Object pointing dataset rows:
*****
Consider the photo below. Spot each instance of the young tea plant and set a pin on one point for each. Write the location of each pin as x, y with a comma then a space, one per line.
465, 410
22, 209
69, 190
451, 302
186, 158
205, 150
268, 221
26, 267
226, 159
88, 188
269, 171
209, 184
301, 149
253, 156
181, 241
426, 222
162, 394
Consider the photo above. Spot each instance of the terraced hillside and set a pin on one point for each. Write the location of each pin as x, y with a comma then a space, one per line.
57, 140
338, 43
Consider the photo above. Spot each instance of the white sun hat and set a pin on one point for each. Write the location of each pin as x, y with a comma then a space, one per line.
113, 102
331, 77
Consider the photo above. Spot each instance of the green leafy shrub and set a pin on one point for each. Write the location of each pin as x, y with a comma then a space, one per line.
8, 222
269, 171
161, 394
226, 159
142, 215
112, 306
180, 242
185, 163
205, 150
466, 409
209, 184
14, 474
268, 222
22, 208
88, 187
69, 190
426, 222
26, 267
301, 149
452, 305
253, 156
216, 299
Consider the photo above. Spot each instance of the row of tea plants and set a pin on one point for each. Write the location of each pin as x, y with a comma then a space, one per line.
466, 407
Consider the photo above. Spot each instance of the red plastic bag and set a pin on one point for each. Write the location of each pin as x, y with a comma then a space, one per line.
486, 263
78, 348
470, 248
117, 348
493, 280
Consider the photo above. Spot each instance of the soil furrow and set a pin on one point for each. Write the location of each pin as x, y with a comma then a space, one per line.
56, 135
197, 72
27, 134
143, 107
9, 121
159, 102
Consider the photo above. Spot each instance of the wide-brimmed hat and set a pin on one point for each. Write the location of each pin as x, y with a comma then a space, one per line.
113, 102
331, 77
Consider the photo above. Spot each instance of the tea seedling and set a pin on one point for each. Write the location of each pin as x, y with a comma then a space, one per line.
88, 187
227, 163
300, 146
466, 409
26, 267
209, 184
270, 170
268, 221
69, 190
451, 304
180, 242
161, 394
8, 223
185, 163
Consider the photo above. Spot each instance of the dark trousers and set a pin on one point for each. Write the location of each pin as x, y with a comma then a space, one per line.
*****
● GOAL
Reproduce the listing with every "Spot" swapped for "Locate" and all else left as it is.

● RESULT OF THIS TASK
Consider the photo below. Locate each instance of the young tea plant and set a pin on one point for each. Write the location of each pin as x, y with a comma then a space, one per line.
465, 410
22, 209
69, 190
451, 302
186, 158
205, 150
268, 221
26, 267
226, 159
88, 188
269, 171
209, 184
301, 149
253, 156
181, 241
426, 222
162, 394
Consider the photo above. Locate each instance of the terraced hillside and set a pin on one point for each. Write the location of each pin as x, y with a comma then a space, one per line.
57, 140
338, 43
Consider the photo above. Locate each instance of the white sun hat and set a pin on one point for each. Write the location of each pin as x, y with a comma then a space, one per line.
113, 102
331, 77
Consider the photo above. Locate each instance of the green leafy shrub and set a pin on one point for each. Write the location of each pin as x, y with a comma then a space, one per line.
8, 222
269, 171
161, 394
226, 159
142, 215
112, 306
180, 242
185, 163
205, 150
466, 409
209, 184
14, 474
268, 222
22, 208
88, 187
69, 190
426, 222
26, 267
301, 149
452, 305
253, 156
216, 299
Consider the photo above. Locate each instance of the row of tea plants and set a pin on one point for each. Write the location of each pin as x, y with a comma then a space, one per line.
466, 407
Consider the photo above. Locate each instance of the red plastic bag and set a pin on one point for each. Write the location of each pin as x, y with a comma then a space, one per line.
486, 263
78, 348
470, 248
117, 348
493, 280
Consider the photo above. Locate each instance of the soil furrow and set a pin on one point for each. Write the location of each pin as x, y with a comma then a space, one per line.
56, 135
197, 72
27, 134
143, 107
9, 121
159, 102
Consider the photo above. Locate each instance of the wide-brimmed hat and set a pin on one point for each. Write the location of each pin as x, y with a comma then a space, one per line.
113, 102
331, 77
Consider the photo above. Locate each instance of the tea seedling and set a pin on one point for each. Write the location of each pin as x, y with a comma then a space, one per line.
88, 187
227, 163
300, 146
466, 409
26, 267
209, 184
270, 170
268, 221
69, 190
451, 304
180, 242
161, 394
8, 223
185, 163
Consider the photo above. Locate each instance of the dark trousers and set a pin on one point for each. Write the location of each pin as x, y with a comma then a space, one per line.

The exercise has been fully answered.